* [Text excerpt]:
--------------------------------

Research Software Engineering and Applied Machine Learning #

Speakerbox: Few-Show Learning for Speaker Identification with Transformers #

Eva Maxfield Brown, To Huynh, Nicholas Weber
JOSS - published: 20 March 2023
https://doi.org/10.21105/joss.05132

Automated speaker identification is a modeling challenge for research when large-scale corpora, such as audio recordings or transcripts, are relied upon for evidence (e.g. Journalism, Qualitative Research, Law, etc.). To address current difficulties in training speaker identification models, we propose Speakerbox: a method for few-shot fine-tuning of an audio transformer. Specifically, Speakerbox makes multi-recording, multi-speaker identification model fine-tuning as simple as possible while still fitting an accurate, useful model for application. Speakerbox works by ensuring data are safely stratified by speaker id and held-out by recording id prior to fine-tuning of a pretrained speaker identification transformer on a small number of audio examples. We show that with less than an hour of audio-recorded input, Speakerbox can fine-tune a multi-speaker identification model for use in assisting researchers in audio and transcript annotation.

--------------------------------

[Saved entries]
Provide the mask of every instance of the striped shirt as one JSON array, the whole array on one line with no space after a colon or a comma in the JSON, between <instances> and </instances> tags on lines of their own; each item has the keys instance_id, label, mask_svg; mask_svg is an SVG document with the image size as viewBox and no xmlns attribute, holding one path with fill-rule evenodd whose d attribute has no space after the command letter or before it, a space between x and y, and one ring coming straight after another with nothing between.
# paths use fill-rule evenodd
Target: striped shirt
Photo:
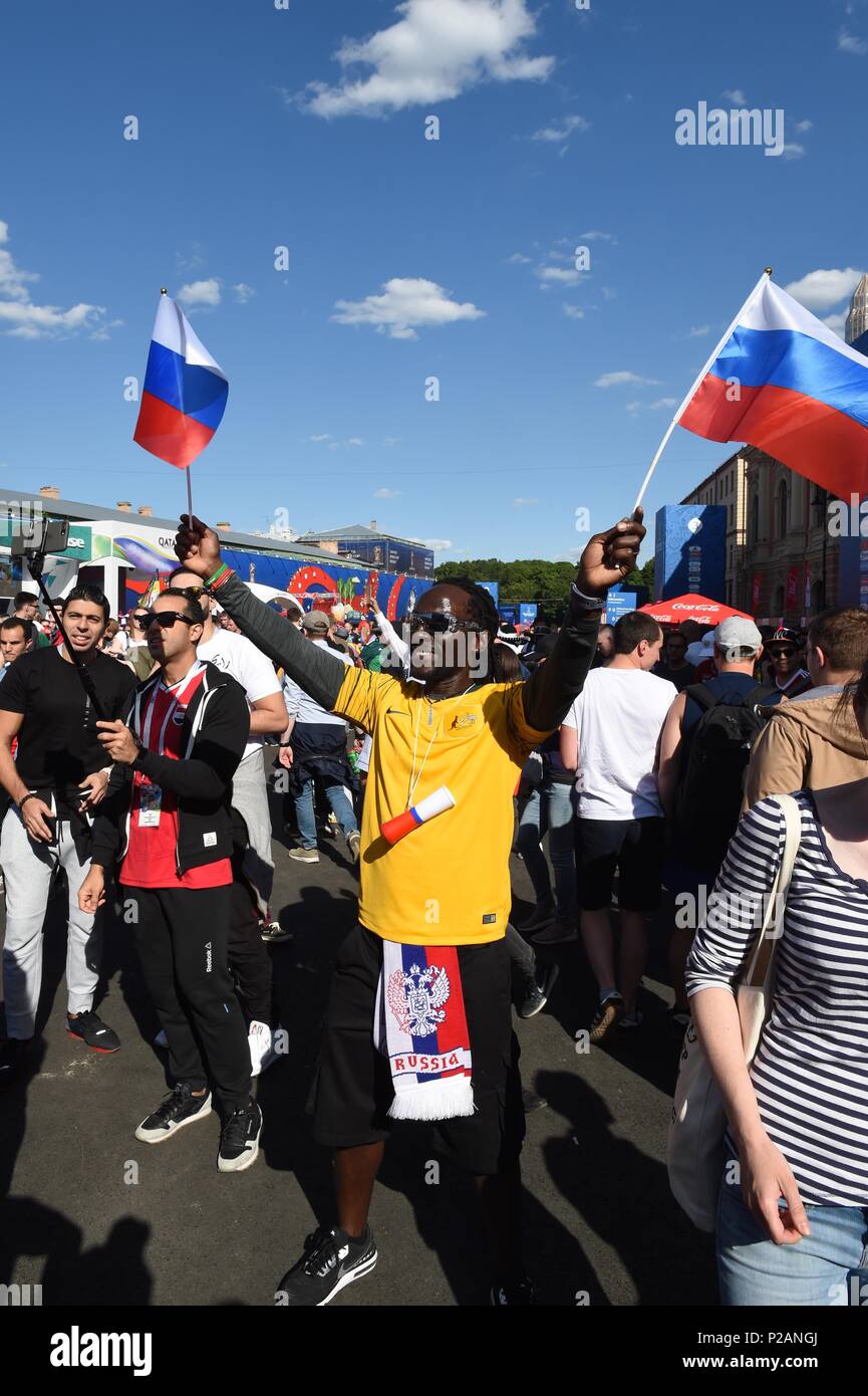
<instances>
[{"instance_id":1,"label":"striped shirt","mask_svg":"<svg viewBox=\"0 0 868 1396\"><path fill-rule=\"evenodd\" d=\"M775 991L751 1081L763 1128L802 1202L868 1206L868 881L837 867L811 793L795 796L801 845L775 951ZM784 846L773 799L741 819L696 933L688 994L734 990ZM733 1141L727 1136L727 1149ZM734 1156L734 1153L730 1153Z\"/></svg>"}]
</instances>

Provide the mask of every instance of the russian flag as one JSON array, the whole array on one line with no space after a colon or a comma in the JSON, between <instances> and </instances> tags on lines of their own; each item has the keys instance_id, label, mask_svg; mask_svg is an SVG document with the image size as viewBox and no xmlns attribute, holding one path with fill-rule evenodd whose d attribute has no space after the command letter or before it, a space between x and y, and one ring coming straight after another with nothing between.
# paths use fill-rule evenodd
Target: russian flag
<instances>
[{"instance_id":1,"label":"russian flag","mask_svg":"<svg viewBox=\"0 0 868 1396\"><path fill-rule=\"evenodd\" d=\"M675 422L761 447L836 497L868 494L868 359L768 275Z\"/></svg>"},{"instance_id":2,"label":"russian flag","mask_svg":"<svg viewBox=\"0 0 868 1396\"><path fill-rule=\"evenodd\" d=\"M133 440L179 469L195 461L219 427L229 383L170 296L154 322Z\"/></svg>"}]
</instances>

--------------------------------

Can you print the whole Speakerbox excerpt again, word for word?

* [Task output]:
Research Software Engineering and Applied Machine Learning #

Speakerbox: Few-Show Learning for Speaker Identification with Transformers #

Eva Maxfield Brown, To Huynh, Nicholas Weber
JOSS - published: 20 March 2023
https://doi.org/10.21105/joss.05132

Automated speaker identification is a modeling challenge for research when large-scale corpora, such as audio recordings or transcripts, are relied upon for evidence (e.g. Journalism, Qualitative Research, Law, etc.). To address current difficulties in training speaker identification models, we propose Speakerbox: a method for few-shot fine-tuning of an audio transformer. Specifically, Speakerbox makes multi-recording, multi-speaker identification model fine-tuning as simple as possible while still fitting an accurate, useful model for application. Speakerbox works by ensuring data are safely stratified by speaker id and held-out by recording id prior to fine-tuning of a pretrained speaker identification transformer on a small number of audio examples. We show that with less than an hour of audio-recorded input, Speakerbox can fine-tune a multi-speaker identification model for use in assisting researchers in audio and transcript annotation.